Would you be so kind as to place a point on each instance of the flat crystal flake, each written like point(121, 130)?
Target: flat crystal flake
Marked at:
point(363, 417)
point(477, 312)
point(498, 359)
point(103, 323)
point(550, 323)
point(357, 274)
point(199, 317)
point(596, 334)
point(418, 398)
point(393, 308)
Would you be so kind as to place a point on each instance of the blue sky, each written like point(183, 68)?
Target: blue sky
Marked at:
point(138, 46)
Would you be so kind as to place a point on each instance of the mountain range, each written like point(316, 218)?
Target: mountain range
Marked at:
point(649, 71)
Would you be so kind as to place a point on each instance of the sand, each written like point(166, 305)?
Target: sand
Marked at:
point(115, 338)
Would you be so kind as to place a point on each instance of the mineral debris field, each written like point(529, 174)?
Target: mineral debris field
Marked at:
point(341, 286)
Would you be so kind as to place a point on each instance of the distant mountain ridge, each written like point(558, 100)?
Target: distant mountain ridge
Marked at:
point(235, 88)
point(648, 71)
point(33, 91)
--
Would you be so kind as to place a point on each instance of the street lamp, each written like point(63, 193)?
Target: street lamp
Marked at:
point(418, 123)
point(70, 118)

What you will do » Throughout the material above, report each line holding the word "flake".

Result »
Would you be so kind as to place a point on each instance of the flat crystal flake, each written like point(121, 130)?
Target: flat crystal flake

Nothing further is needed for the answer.